Information supplied:

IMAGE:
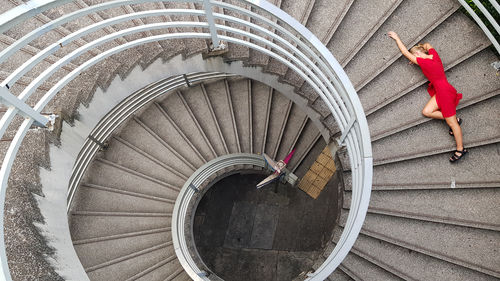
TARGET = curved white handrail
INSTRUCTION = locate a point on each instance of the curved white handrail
(298, 49)
(120, 113)
(488, 16)
(185, 196)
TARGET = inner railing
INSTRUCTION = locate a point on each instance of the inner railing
(254, 24)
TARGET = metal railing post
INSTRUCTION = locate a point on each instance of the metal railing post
(211, 23)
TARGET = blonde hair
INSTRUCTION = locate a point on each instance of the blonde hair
(418, 47)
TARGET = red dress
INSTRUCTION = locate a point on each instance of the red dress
(447, 97)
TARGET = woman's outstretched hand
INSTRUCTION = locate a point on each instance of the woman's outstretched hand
(393, 35)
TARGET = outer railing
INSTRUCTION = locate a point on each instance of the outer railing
(490, 18)
(295, 46)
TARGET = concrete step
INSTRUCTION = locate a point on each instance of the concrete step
(334, 11)
(479, 128)
(96, 253)
(86, 229)
(381, 49)
(241, 98)
(183, 276)
(360, 269)
(139, 136)
(295, 124)
(160, 271)
(92, 197)
(128, 266)
(388, 86)
(170, 48)
(304, 145)
(408, 264)
(219, 95)
(261, 110)
(407, 110)
(435, 172)
(311, 157)
(440, 206)
(280, 110)
(192, 46)
(109, 174)
(125, 154)
(464, 246)
(197, 100)
(339, 275)
(366, 16)
(185, 120)
(158, 120)
(149, 52)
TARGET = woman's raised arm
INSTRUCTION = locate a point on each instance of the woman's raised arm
(402, 47)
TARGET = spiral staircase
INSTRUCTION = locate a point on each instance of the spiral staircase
(427, 219)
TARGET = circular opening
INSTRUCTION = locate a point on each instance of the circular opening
(272, 233)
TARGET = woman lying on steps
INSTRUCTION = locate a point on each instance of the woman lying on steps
(444, 97)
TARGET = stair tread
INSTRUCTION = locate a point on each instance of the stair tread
(468, 207)
(322, 9)
(240, 98)
(366, 16)
(365, 270)
(129, 267)
(91, 254)
(202, 111)
(479, 125)
(87, 227)
(436, 170)
(411, 265)
(128, 157)
(224, 112)
(134, 134)
(260, 104)
(463, 40)
(106, 175)
(381, 49)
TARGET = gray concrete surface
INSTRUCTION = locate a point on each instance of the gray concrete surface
(273, 233)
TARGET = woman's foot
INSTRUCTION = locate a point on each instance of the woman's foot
(459, 120)
(457, 155)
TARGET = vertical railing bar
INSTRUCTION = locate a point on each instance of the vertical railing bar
(211, 23)
(495, 5)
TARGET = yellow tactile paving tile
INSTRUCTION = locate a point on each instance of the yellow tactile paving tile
(315, 180)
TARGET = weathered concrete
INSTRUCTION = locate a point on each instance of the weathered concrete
(272, 233)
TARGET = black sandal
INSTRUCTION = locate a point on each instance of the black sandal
(455, 157)
(459, 123)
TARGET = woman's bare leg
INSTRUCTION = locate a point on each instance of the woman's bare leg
(457, 131)
(431, 109)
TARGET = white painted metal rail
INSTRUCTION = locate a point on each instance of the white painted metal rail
(488, 16)
(295, 46)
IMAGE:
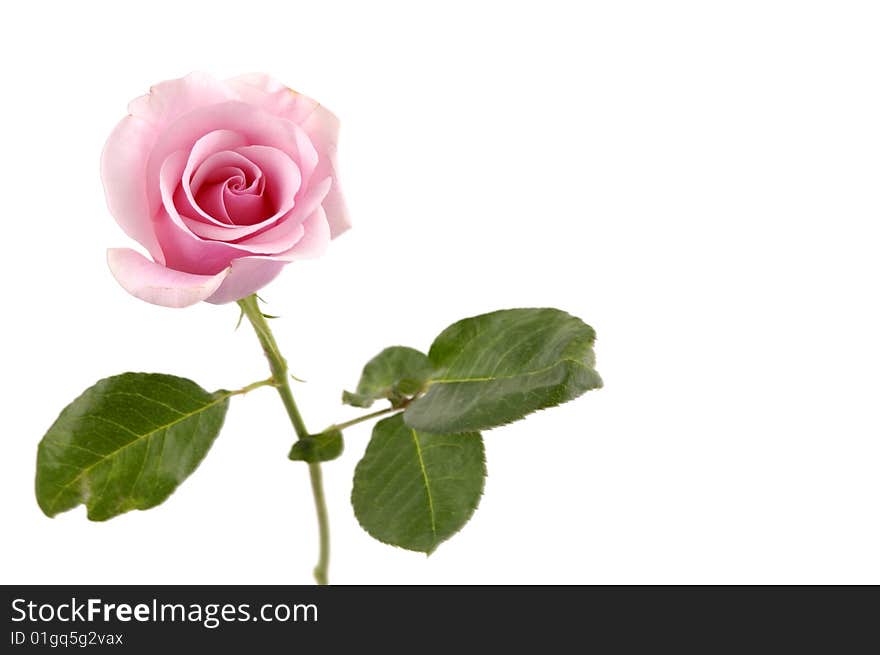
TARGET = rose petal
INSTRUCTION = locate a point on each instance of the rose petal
(123, 167)
(287, 232)
(315, 240)
(254, 124)
(204, 149)
(247, 275)
(320, 124)
(157, 284)
(169, 100)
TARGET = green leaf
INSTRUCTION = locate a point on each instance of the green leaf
(318, 447)
(496, 368)
(126, 443)
(415, 489)
(396, 373)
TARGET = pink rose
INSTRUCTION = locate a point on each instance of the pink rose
(224, 183)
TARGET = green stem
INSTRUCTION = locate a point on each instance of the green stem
(270, 382)
(361, 419)
(280, 378)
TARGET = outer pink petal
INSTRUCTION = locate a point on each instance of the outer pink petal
(289, 229)
(315, 240)
(123, 171)
(159, 285)
(320, 124)
(126, 153)
(167, 101)
(247, 275)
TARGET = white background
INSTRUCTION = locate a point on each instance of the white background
(698, 181)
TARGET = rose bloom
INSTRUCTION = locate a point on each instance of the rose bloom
(223, 183)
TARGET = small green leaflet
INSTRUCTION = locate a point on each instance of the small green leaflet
(318, 447)
(415, 489)
(126, 443)
(395, 373)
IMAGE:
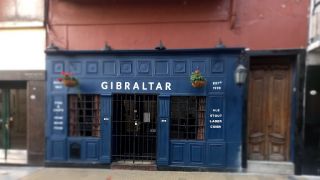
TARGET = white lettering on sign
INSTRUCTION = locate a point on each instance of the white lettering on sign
(60, 128)
(57, 85)
(144, 86)
(58, 117)
(217, 85)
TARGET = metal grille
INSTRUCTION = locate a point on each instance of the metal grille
(134, 127)
(84, 115)
(187, 117)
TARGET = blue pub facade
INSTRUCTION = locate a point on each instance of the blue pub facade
(139, 106)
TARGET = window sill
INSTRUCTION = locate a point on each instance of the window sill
(21, 24)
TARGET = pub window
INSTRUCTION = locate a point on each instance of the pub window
(187, 117)
(84, 115)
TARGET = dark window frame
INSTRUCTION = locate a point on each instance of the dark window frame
(187, 117)
(84, 115)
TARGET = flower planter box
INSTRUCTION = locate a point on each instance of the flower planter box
(198, 84)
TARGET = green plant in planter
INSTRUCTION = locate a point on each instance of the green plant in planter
(197, 79)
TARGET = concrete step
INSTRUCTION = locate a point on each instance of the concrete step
(270, 167)
(14, 156)
(137, 165)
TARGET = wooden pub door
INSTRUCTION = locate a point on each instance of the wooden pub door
(269, 99)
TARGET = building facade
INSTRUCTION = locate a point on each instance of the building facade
(311, 141)
(274, 33)
(22, 82)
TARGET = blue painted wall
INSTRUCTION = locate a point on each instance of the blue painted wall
(165, 73)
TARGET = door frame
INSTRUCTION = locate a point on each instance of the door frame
(36, 100)
(156, 122)
(297, 58)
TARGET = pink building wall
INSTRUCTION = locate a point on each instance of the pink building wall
(141, 24)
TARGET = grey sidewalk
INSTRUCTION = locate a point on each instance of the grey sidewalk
(41, 173)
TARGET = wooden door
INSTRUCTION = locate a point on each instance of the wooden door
(268, 132)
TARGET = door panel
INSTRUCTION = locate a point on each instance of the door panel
(256, 122)
(134, 127)
(278, 125)
(269, 112)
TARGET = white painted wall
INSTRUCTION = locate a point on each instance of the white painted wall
(22, 49)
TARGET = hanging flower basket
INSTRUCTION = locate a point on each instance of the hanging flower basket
(197, 80)
(68, 80)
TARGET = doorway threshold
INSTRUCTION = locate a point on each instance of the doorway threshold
(270, 167)
(14, 156)
(134, 165)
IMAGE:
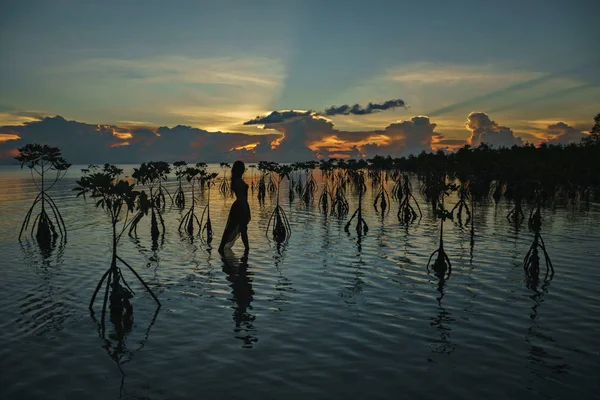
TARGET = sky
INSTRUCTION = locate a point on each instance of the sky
(130, 81)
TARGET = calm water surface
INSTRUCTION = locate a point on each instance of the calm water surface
(328, 316)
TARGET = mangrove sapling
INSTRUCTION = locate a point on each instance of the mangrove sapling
(462, 205)
(291, 186)
(44, 160)
(163, 170)
(224, 187)
(382, 196)
(115, 196)
(442, 264)
(179, 196)
(262, 187)
(151, 175)
(339, 203)
(253, 185)
(361, 187)
(497, 188)
(310, 186)
(515, 191)
(531, 263)
(396, 191)
(406, 212)
(278, 223)
(206, 232)
(325, 199)
(192, 175)
(269, 166)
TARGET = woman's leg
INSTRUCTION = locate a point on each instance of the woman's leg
(244, 235)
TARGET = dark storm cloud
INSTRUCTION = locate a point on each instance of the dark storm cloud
(277, 117)
(357, 109)
(484, 130)
(561, 133)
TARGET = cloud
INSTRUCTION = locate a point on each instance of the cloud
(301, 138)
(83, 143)
(357, 109)
(484, 130)
(277, 117)
(562, 133)
(312, 136)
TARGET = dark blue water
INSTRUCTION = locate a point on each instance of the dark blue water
(328, 316)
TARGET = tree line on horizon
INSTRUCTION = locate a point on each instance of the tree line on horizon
(528, 177)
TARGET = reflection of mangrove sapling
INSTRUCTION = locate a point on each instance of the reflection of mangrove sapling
(192, 174)
(531, 263)
(115, 195)
(442, 264)
(224, 186)
(406, 212)
(278, 222)
(205, 225)
(151, 175)
(361, 224)
(179, 197)
(43, 160)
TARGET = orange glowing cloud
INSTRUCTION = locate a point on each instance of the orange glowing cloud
(333, 143)
(11, 153)
(5, 137)
(250, 146)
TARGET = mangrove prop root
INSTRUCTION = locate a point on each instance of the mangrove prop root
(44, 227)
(141, 280)
(206, 232)
(406, 212)
(531, 262)
(383, 198)
(187, 222)
(461, 206)
(279, 226)
(339, 204)
(325, 198)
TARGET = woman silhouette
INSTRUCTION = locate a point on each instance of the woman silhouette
(239, 215)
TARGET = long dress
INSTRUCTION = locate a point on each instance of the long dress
(239, 215)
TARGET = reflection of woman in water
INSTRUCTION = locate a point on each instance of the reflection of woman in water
(242, 294)
(239, 215)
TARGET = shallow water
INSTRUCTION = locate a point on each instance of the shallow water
(330, 315)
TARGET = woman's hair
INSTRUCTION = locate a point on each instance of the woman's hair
(237, 170)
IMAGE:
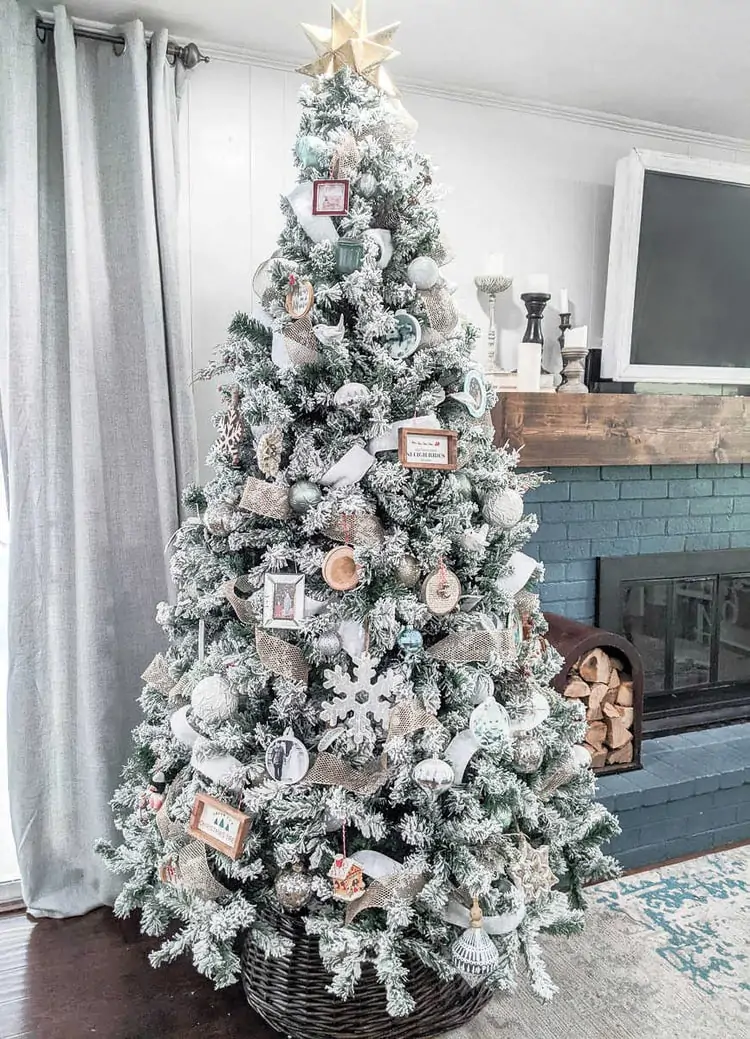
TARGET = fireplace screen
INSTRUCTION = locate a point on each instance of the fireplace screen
(688, 614)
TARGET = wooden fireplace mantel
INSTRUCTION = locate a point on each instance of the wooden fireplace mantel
(622, 429)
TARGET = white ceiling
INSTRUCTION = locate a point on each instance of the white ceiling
(682, 62)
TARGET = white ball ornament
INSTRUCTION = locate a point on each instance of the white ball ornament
(213, 700)
(503, 509)
(423, 272)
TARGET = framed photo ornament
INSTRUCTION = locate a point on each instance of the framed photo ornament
(428, 448)
(218, 825)
(283, 600)
(330, 197)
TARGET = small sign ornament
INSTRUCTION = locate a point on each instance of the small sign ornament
(428, 448)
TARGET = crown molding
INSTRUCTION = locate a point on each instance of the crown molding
(490, 99)
(487, 99)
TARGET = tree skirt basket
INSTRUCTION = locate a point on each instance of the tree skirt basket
(291, 995)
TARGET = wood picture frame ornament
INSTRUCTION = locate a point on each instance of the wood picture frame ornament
(428, 448)
(205, 825)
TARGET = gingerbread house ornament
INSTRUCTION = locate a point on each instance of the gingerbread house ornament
(347, 877)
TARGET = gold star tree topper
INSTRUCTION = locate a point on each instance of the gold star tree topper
(348, 43)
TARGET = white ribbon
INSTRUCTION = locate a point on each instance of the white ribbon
(349, 469)
(390, 440)
(182, 728)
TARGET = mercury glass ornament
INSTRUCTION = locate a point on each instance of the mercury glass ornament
(503, 509)
(433, 775)
(221, 517)
(528, 753)
(303, 496)
(408, 570)
(423, 272)
(410, 641)
(474, 954)
(463, 485)
(367, 185)
(293, 887)
(328, 644)
(312, 152)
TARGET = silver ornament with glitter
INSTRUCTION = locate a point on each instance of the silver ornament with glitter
(213, 700)
(474, 954)
(221, 517)
(433, 775)
(503, 509)
(328, 645)
(408, 570)
(528, 753)
(293, 887)
(303, 496)
(463, 485)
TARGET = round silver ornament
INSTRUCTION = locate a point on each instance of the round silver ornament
(293, 887)
(328, 644)
(423, 272)
(213, 700)
(504, 508)
(221, 517)
(474, 953)
(303, 496)
(433, 775)
(463, 485)
(350, 394)
(367, 184)
(408, 570)
(410, 641)
(489, 721)
(528, 753)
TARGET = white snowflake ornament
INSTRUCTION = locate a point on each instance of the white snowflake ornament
(364, 697)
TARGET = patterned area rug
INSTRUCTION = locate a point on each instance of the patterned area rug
(666, 955)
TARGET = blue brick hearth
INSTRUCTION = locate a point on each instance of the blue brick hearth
(627, 510)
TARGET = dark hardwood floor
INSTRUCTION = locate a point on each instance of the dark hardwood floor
(89, 977)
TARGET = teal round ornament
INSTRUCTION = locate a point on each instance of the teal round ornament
(410, 641)
(312, 152)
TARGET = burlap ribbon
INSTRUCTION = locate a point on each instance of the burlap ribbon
(331, 771)
(265, 499)
(442, 312)
(405, 884)
(282, 658)
(241, 607)
(409, 717)
(473, 646)
(157, 674)
(300, 341)
(527, 602)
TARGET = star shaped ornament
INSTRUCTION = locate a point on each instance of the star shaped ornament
(348, 43)
(531, 870)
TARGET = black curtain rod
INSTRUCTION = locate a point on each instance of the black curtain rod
(189, 54)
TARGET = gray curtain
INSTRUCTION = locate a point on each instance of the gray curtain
(98, 424)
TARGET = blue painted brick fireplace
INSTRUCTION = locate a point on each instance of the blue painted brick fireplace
(630, 510)
(693, 793)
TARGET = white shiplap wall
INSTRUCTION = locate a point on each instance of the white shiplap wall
(533, 186)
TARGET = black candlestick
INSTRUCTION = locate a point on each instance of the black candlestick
(535, 303)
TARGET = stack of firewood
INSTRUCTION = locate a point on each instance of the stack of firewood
(600, 683)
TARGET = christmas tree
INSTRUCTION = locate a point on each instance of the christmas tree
(353, 719)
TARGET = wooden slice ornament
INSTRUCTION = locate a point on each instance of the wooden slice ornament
(299, 298)
(440, 590)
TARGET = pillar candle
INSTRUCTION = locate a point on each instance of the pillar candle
(538, 283)
(529, 379)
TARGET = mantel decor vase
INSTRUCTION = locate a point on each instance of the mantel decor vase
(292, 995)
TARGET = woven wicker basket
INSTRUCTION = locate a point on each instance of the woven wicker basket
(291, 995)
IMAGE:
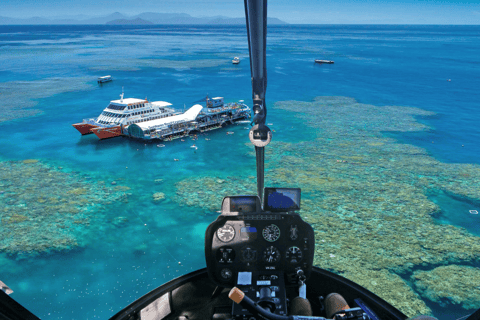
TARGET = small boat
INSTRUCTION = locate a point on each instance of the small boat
(104, 79)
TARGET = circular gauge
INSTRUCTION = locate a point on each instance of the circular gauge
(271, 255)
(271, 233)
(226, 233)
(226, 274)
(249, 254)
(225, 255)
(293, 255)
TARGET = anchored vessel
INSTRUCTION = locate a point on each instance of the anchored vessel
(197, 119)
(121, 113)
(104, 79)
(139, 118)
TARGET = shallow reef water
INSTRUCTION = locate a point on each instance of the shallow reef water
(19, 98)
(44, 209)
(367, 197)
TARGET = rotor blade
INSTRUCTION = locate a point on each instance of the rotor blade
(256, 16)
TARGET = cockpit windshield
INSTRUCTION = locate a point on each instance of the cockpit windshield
(377, 124)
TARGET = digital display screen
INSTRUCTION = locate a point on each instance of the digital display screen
(282, 199)
(243, 204)
(248, 233)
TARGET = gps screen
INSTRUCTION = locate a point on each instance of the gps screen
(282, 199)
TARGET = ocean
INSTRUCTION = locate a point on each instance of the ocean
(383, 143)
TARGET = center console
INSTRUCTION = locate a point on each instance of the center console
(260, 252)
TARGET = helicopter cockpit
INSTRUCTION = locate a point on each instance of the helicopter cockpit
(259, 252)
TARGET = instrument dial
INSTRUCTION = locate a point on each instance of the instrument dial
(226, 233)
(293, 254)
(271, 233)
(226, 273)
(293, 232)
(271, 255)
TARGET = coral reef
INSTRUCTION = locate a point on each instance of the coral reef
(366, 195)
(463, 287)
(158, 196)
(390, 287)
(44, 210)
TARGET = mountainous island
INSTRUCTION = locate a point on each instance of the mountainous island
(146, 18)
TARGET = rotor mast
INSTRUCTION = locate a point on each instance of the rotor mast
(260, 135)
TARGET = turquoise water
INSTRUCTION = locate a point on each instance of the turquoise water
(121, 243)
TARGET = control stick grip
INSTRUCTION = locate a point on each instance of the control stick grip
(236, 295)
(239, 297)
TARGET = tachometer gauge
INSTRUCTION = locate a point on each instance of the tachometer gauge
(271, 233)
(293, 255)
(226, 233)
(271, 255)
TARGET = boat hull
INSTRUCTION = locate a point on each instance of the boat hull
(84, 128)
(107, 132)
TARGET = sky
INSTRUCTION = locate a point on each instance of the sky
(291, 11)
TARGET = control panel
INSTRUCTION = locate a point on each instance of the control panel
(263, 243)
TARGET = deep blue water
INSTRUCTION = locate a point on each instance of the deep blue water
(54, 69)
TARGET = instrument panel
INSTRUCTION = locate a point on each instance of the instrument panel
(258, 242)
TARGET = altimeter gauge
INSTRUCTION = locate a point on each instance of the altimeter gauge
(271, 233)
(271, 255)
(293, 254)
(226, 233)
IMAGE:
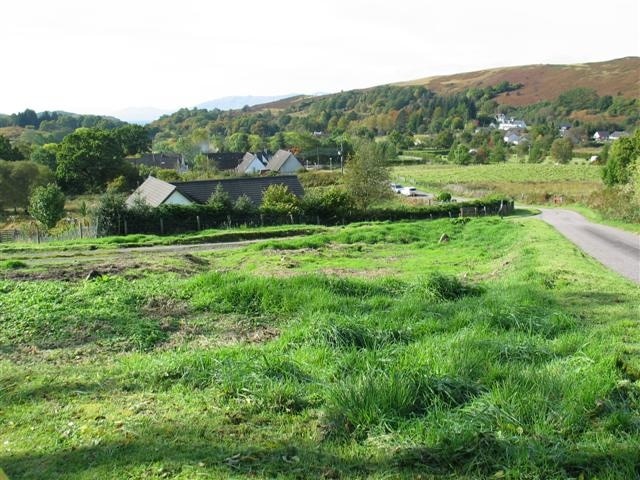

Task: Can you repeat the items from the line holding "TARGET = instrument panel" through the end of the items, inclusive, switching "altimeter gauge" to "airspeed gauge" and changing nothing else? Leave the pictures out of your answer.

Problem solution:
TARGET = instrument panel
INSTRUCTION = locate a point on each instance of the instrument panel
(258, 242)
TARGET = airspeed gauge
INSTRUCTION = locate a point on each instance of the airspeed gauge
(271, 233)
(271, 255)
(293, 254)
(226, 233)
IMAGE:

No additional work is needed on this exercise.